TASK LIST
A. Please condense the paragraph of the Buddhist circuit article that begins "To foster goodwill and understanding" into a shorter version that keeps its main facts.
B. Answer these questions from the Buddhist circuit article:
(i) Who wrote it?
(ii) In what city and on what date was the symposium held?
(iii) Which regional organizations does the third proposal name?

— begin TEXT PROVIDED —

The Buddhist Circuit’s Significance and the Legacy of Buddhism in Bangladesh

By Kamal Uddin Majumder

To foster goodwill and understanding between Bangladesh and India, the foreign minister of Bangladesh, Dr. A.K. Abdul Momen, suggested creating a Buddhist circuit between the two countries. Dr. Momen presented five ideas at a symposium in Dhaka on 2 August with the intention of utilizing Buddhism and its traditions to strengthen regional ties.

Dr. Momen stressed that the Buddha’s teachings, and Bangabandhu Sheikh Mujibur Rahman’s philosophical outlook, both emphasized the necessity of world peace for the survival of humanity. In order to encourage this harmonious cohabitation and prosperity in the area, the growth of the Buddhist circuit could be extremely important.

The Five Proposals of the FM:

  1. Using Buddhism and its heritage as a tool for bonding and friendship among the countries
  2. Adopting a regional-level approach within South Asia and expanding it to Southeast Asia
  3. Strengthening activities within regional organizations like Saarc and Bimstec to conserve and promote the cultural diversity in the region, especially a Buddhist circuit.

— end TEXT PROVIDED —
— begin LISTED RECORDS —

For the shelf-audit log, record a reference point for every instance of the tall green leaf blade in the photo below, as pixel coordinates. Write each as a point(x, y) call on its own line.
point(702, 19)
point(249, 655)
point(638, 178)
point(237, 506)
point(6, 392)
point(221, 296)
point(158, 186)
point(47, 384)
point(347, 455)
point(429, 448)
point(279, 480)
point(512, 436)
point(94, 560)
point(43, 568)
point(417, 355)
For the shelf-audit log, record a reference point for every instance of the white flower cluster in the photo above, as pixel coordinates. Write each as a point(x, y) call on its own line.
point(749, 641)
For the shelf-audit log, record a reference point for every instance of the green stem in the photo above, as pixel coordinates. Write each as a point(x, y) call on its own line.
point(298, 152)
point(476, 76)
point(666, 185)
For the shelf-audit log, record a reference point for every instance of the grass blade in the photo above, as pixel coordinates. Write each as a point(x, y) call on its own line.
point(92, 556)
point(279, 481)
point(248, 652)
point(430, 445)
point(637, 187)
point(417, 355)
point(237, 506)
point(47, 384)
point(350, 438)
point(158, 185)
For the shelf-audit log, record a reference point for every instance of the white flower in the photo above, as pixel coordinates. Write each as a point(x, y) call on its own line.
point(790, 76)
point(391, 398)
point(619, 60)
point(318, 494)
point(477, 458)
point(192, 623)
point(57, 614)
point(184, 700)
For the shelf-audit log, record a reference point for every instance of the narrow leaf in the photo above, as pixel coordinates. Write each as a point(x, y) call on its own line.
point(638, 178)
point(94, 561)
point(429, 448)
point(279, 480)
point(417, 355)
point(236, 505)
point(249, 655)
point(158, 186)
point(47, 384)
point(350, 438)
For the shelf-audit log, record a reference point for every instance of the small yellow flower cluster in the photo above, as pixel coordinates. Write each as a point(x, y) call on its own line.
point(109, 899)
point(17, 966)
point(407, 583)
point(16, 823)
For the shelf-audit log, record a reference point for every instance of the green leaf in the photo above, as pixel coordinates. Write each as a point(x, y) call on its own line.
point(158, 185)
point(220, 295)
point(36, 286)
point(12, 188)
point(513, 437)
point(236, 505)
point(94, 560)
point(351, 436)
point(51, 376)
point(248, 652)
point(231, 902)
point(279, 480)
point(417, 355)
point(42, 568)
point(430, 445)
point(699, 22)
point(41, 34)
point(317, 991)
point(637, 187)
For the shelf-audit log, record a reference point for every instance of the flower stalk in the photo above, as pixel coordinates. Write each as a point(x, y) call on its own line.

— end LISTED RECORDS —

TASK-BY-TASK ANSWERS
A. Bangladesh's foreign minister, Dr. A.K. Abdul Momen, proposed a Buddhist circuit between Bangladesh and India to build goodwill and understanding. At a symposium in Dhaka on 2 August, he put forward five ideas for using Buddhism and its traditions to strengthen regional ties.

B.
(i) Kamal Uddin Majumder
(ii) Dhaka, on 2 August
(iii) Saarc and Bimstec